• **Passage provided**
This exam question is very similar to example 8 above, although the factorisation takes a slightly different form.

Using the standard summations from the formulae sheet  gives:

$$ \begin{eqnarray} \sum^{n}_{r=1}\,\left(r^3\!-\!3r\right) &=& \frac{n^2(n\!\small+\normalsize\!1)^2}{4} - 3\left\{\frac{n(n\!\small+\normalsize\!1)}{2}\right\}\\[9pt] &=& \frac{n^2(n\!\small+\normalsize\!1)^2}{4} - \frac{6n(n\!\small+\normalsize\!1)}{4}\\[9pt] &=& \small\frac14\normalsize n(n\!\small+\normalsize\!1)\bigl\{\normalsize n(n\!\small+\normalsize\!1)\small-\normalsize6\bigr\}\\[9pt] &=& \small\frac14\normalsize n(n\!\small+\normalsize\!1)\large\!\left(\normalsize n^2\!\small+\normalsize\!n\small-\normalsize\!6\large\right)\normalsize\\[9pt] &=& \small\frac14\normalsize n(n\!\small+\normalsize\!1)(n\!\small-\normalsize\!2)(n\!\small+\normalsize\!3)\\[9pt] \end{eqnarray} $$

• **Task brief**
Please decide whether each statement agrees with the summation passage, answering yes or no and quoting the deciding words from it. 1. The exam question closely resembles example 8. 2. The factorization here takes the same form as in example 8. 3. The working draws on standard summations from a formulae sheet.

• **Supplied entries**
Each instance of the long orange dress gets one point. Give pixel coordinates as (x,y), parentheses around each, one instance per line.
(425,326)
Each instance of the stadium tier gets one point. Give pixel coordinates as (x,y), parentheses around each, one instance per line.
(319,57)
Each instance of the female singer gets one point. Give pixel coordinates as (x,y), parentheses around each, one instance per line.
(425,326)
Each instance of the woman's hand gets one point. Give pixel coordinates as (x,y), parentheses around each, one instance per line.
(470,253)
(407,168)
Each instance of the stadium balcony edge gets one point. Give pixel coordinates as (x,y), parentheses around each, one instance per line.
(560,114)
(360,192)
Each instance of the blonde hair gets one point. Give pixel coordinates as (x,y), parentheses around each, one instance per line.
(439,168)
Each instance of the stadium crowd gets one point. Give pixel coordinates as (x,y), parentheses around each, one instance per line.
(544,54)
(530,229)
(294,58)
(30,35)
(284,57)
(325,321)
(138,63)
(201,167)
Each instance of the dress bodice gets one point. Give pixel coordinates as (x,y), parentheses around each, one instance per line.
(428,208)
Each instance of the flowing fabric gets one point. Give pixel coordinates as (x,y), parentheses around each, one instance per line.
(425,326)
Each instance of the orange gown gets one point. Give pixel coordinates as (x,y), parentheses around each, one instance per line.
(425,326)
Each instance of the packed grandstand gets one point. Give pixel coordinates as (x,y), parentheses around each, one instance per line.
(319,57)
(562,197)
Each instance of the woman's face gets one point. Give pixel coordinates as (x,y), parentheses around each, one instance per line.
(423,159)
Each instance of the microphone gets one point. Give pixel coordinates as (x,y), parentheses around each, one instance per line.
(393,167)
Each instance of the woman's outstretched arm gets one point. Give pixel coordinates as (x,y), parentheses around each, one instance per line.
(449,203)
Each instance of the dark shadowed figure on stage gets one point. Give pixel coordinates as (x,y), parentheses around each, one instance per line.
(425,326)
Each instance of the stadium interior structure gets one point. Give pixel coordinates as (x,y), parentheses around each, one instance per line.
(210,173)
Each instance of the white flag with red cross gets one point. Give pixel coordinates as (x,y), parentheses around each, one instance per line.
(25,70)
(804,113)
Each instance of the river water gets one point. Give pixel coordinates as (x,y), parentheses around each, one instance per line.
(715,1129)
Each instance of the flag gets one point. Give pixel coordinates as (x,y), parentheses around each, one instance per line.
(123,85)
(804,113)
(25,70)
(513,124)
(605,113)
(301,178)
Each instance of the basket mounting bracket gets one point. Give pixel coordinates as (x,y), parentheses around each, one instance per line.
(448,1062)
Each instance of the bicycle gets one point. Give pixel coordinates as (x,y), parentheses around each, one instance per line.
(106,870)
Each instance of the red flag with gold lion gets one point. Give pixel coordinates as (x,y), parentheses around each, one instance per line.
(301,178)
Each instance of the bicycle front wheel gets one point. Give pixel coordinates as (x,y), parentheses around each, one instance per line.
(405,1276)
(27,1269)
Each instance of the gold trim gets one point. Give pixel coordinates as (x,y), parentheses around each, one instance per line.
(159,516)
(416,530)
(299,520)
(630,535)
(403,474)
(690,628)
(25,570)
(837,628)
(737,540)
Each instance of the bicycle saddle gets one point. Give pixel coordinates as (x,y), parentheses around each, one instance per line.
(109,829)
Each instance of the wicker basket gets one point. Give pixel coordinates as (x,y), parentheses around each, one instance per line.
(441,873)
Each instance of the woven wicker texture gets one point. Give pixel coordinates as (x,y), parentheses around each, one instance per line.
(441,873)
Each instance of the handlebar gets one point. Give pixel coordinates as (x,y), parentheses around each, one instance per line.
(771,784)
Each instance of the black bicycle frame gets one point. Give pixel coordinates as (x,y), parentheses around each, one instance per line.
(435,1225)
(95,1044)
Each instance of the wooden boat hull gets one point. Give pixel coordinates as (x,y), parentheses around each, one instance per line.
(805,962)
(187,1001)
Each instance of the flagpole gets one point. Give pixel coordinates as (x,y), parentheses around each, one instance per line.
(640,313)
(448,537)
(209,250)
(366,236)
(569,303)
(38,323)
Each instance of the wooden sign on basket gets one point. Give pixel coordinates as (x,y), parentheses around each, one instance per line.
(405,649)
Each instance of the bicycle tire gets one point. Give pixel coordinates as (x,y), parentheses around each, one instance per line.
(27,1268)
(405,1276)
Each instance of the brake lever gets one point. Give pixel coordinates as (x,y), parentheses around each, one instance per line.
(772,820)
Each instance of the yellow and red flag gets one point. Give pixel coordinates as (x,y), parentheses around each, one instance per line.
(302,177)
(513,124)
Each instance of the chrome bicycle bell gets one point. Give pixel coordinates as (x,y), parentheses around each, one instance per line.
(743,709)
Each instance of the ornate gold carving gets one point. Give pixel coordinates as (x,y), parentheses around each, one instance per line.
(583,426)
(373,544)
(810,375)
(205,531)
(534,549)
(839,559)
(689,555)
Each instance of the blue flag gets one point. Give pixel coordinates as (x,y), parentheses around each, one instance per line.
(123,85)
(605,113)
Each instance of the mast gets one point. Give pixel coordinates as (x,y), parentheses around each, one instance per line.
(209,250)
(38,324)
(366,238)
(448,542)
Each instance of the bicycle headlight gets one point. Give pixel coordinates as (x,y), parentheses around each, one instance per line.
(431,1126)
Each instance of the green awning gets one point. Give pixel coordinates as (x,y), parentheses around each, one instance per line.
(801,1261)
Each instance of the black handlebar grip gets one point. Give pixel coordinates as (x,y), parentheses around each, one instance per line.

• **Correct response**
1. Yes: "This exam question is very similar to example 8 above"
2. No: "the factorisation takes a slightly different form"
3. Yes: "Using the standard summations from the formulae sheet"